◆ Material provided ◆

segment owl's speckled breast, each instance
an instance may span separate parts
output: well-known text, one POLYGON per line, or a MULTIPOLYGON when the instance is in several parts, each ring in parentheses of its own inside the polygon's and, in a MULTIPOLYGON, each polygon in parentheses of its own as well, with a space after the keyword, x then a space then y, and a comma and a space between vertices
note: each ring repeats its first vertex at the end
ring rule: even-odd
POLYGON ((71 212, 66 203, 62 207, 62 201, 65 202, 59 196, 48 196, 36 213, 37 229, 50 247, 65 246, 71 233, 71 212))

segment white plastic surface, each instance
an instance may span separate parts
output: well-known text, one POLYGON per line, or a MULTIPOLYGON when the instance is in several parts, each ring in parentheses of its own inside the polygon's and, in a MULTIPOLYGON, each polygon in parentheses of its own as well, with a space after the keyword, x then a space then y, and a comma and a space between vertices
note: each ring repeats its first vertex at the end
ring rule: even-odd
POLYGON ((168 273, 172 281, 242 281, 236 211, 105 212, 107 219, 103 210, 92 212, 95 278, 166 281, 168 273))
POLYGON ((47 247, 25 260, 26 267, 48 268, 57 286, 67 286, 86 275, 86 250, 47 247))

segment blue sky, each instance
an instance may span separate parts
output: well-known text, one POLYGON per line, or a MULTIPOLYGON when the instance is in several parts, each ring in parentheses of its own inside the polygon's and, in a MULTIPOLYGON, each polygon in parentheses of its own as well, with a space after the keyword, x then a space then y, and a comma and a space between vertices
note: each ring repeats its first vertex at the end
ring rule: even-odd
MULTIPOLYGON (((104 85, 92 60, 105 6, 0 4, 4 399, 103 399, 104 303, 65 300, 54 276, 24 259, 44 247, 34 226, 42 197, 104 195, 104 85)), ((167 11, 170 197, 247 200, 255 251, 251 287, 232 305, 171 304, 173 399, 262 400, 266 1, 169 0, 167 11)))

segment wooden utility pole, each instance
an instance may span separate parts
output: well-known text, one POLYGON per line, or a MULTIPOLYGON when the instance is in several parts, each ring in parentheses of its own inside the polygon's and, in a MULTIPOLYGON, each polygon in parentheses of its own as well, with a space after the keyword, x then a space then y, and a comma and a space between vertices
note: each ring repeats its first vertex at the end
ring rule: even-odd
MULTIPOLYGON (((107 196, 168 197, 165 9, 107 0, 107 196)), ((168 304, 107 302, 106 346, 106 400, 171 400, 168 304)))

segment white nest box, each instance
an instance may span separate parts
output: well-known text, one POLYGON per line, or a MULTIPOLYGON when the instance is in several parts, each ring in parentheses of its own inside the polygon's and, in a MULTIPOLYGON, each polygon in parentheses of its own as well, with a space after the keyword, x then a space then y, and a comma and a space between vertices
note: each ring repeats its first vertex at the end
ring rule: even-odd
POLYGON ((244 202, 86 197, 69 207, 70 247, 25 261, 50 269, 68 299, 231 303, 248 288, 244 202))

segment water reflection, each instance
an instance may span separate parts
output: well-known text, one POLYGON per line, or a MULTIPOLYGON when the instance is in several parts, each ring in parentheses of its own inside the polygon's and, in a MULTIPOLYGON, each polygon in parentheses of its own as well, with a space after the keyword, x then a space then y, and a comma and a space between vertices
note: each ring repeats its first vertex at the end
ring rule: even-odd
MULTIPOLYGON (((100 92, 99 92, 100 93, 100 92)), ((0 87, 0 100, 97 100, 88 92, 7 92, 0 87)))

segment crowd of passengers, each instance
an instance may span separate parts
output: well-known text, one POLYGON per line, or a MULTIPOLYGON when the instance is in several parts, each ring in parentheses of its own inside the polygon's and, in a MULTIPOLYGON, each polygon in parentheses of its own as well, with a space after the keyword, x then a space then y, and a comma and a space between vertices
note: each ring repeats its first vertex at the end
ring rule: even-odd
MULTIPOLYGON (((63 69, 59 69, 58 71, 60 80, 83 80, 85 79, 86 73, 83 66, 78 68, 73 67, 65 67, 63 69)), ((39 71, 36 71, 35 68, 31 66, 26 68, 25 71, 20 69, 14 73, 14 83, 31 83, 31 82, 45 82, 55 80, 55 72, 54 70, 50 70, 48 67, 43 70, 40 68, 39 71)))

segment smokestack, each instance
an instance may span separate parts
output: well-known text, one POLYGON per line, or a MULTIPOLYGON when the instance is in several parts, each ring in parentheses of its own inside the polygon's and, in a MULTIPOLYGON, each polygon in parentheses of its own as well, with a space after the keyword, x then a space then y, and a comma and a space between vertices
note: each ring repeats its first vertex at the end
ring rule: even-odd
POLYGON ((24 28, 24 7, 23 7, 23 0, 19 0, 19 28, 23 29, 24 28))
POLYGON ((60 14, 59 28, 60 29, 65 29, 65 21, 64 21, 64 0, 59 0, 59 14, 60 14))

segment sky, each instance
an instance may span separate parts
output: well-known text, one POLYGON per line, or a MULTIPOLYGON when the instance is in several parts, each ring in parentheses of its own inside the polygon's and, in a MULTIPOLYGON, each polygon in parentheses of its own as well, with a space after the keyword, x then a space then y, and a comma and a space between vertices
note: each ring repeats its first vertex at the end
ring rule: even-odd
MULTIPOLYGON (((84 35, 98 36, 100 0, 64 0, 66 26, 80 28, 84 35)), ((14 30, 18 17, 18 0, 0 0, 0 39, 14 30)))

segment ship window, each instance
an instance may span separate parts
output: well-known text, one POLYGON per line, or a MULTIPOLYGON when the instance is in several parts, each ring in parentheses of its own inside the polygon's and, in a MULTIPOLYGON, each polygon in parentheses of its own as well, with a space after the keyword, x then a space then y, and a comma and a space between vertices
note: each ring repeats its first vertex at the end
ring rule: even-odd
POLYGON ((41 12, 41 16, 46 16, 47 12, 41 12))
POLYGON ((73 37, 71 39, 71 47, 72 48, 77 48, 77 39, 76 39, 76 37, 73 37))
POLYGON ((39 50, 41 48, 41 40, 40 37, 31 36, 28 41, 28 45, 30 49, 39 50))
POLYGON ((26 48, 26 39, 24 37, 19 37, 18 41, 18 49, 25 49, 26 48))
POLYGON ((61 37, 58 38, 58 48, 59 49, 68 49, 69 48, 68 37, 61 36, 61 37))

◆ Task item ◆
Reproduce the data in full, precisely as given.

◆ Exercise solution ◆
segment owl's speckled breast, each instance
an instance may span separate parts
output: well-known text, one POLYGON per line, or a MULTIPOLYGON when the instance is in several parts, each ring in parentheses of its own inside the polygon's and, in a MULTIPOLYGON, each polygon in parentheses of its own as well, with a space after the keyword, x then a space then y, and a comma and a space between vertices
note: each ring repeats its first vertex at the end
ring rule: even-odd
POLYGON ((71 212, 66 203, 62 207, 62 201, 65 202, 59 196, 48 196, 36 213, 37 229, 50 247, 65 246, 71 233, 71 212))

segment white plastic surface, each instance
an instance may span separate parts
output: well-known text, one POLYGON per line, or a MULTIPOLYGON when the instance is in several parts, each ring in parentheses of its own inside the polygon's and, in a MULTIPOLYGON, each polygon in parentheses of its own as well, with a space after the keyword, x then a space then y, and a comma and a space between vertices
note: each ring repeats its first vertex at the end
ring rule: even-odd
POLYGON ((168 273, 172 281, 242 281, 236 211, 105 212, 107 219, 103 210, 92 212, 95 278, 166 281, 168 273))
POLYGON ((47 247, 25 260, 26 267, 48 268, 57 286, 67 286, 86 275, 86 250, 47 247))

segment blue sky, each instance
an instance may span separate parts
output: well-known text, one POLYGON per line, or a MULTIPOLYGON when the instance is in several parts, each ring in parentheses of its own inside the polygon's and, in a MULTIPOLYGON, each polygon in parentheses of its own as well, with a space after the keyword, x then a space then y, and a comma and a space between vertices
note: each ring repeats its first vertex at the end
ring rule: even-odd
MULTIPOLYGON (((104 85, 92 60, 105 6, 0 4, 4 399, 103 399, 104 303, 65 300, 54 276, 24 259, 44 247, 34 226, 42 197, 104 195, 104 85)), ((167 11, 170 197, 247 200, 255 251, 251 287, 232 305, 171 304, 173 399, 262 400, 266 1, 169 0, 167 11)))

segment wooden utility pole, each instance
an instance may span separate parts
output: well-known text, one POLYGON per line, or a MULTIPOLYGON when the instance is in several parts, each ring in parentheses of its own inside the polygon's and, in a MULTIPOLYGON, each polygon in parentheses of its own as well, with a space after the keyword, x then a space then y, and a comma and a space between vertices
note: each ring repeats its first vertex at the end
ring rule: even-odd
MULTIPOLYGON (((107 196, 168 197, 165 9, 107 0, 107 196)), ((168 304, 107 302, 106 346, 106 400, 171 400, 168 304)))

segment white nest box, each instance
an instance may span separate parts
output: well-known text, one POLYGON per line, or a MULTIPOLYGON when the instance is in several parts, each ring in parentheses of its own inside the polygon's and, in a MULTIPOLYGON, each polygon in parentheses of its own as well, with a space after the keyword, x then a space then y, and a comma and a space between vertices
note: each ring repeats its first vertex at the end
ring rule: even-odd
POLYGON ((244 202, 86 197, 69 207, 70 247, 25 261, 50 269, 68 299, 231 303, 248 288, 244 202))

segment water reflection, each instance
an instance may span separate parts
output: well-known text, one POLYGON per line, or a MULTIPOLYGON when the instance is in several parts, each ring in parentheses of its own inside the polygon's and, in a MULTIPOLYGON, each polygon in parentheses of its own as well, with a space after the keyword, x then a space then y, and a comma and a space between vertices
note: each ring repeats its first vertex at the end
ring rule: even-odd
MULTIPOLYGON (((100 92, 99 92, 100 93, 100 92)), ((0 87, 0 100, 97 100, 88 92, 7 92, 0 87)))

segment crowd of passengers, each instance
an instance may span separate parts
output: well-known text, one POLYGON per line, or a MULTIPOLYGON when the instance is in several parts, each ring in parentheses of its own inside the polygon's and, in a MULTIPOLYGON, each polygon in parentheses of its own as well, with a space after the keyword, x then a space then y, and a comma and a space between vertices
note: each ring repeats its first vertex at the end
ring rule: even-odd
MULTIPOLYGON (((63 69, 59 69, 58 71, 60 80, 83 80, 85 79, 86 73, 83 66, 78 68, 73 67, 65 67, 63 69)), ((39 71, 36 71, 35 68, 31 66, 26 68, 25 71, 20 69, 14 73, 14 83, 31 83, 31 82, 45 82, 55 80, 55 72, 54 70, 50 70, 48 67, 43 70, 40 68, 39 71)))

segment smokestack, each instance
an instance may span separate parts
output: well-known text, one POLYGON per line, or a MULTIPOLYGON when the instance is in several parts, each ring in parentheses of its own inside the polygon's and, in a MULTIPOLYGON, each polygon in parentheses of its own as well, with a space after the keyword, x then a space then y, and a comma and a space between vertices
note: each ring repeats its first vertex at the end
ring rule: even-odd
POLYGON ((24 28, 24 7, 23 7, 23 0, 19 0, 19 28, 23 29, 24 28))
POLYGON ((60 14, 59 28, 60 29, 65 29, 65 21, 64 21, 64 0, 59 0, 59 14, 60 14))

segment sky, each instance
an instance may span separate parts
output: well-known text, one POLYGON per line, or a MULTIPOLYGON when the instance is in several parts, each ring in parentheses of its own inside the polygon's and, in a MULTIPOLYGON, each polygon in parentheses of its own as well, with a space after the keyword, x then a space then y, and a comma and a space between vertices
note: each ring repeats its first vertex at the end
ring rule: even-odd
MULTIPOLYGON (((84 35, 98 36, 100 0, 64 0, 66 26, 80 28, 84 35)), ((14 30, 18 17, 18 0, 0 0, 0 39, 14 30)))

segment ship window, each instance
an instance may span separate parts
output: well-known text, one POLYGON per line, or a MULTIPOLYGON when the instance is in several parts, each ring in parentheses of its own inside the polygon's and, in a MULTIPOLYGON, each polygon in parentheses of its own as well, with a space after the keyword, x then a space then y, and a comma and a space between vertices
note: each ring repeats its first vertex at the end
ring rule: even-odd
POLYGON ((41 12, 41 16, 46 16, 47 12, 41 12))
POLYGON ((73 37, 71 39, 71 47, 72 48, 77 48, 77 39, 76 39, 76 37, 73 37))
POLYGON ((39 50, 41 48, 41 40, 40 37, 31 36, 28 41, 28 45, 30 49, 39 50))
POLYGON ((26 48, 26 39, 24 37, 19 37, 18 41, 18 49, 25 49, 26 48))
POLYGON ((61 37, 58 38, 58 48, 59 49, 68 49, 69 48, 68 37, 61 36, 61 37))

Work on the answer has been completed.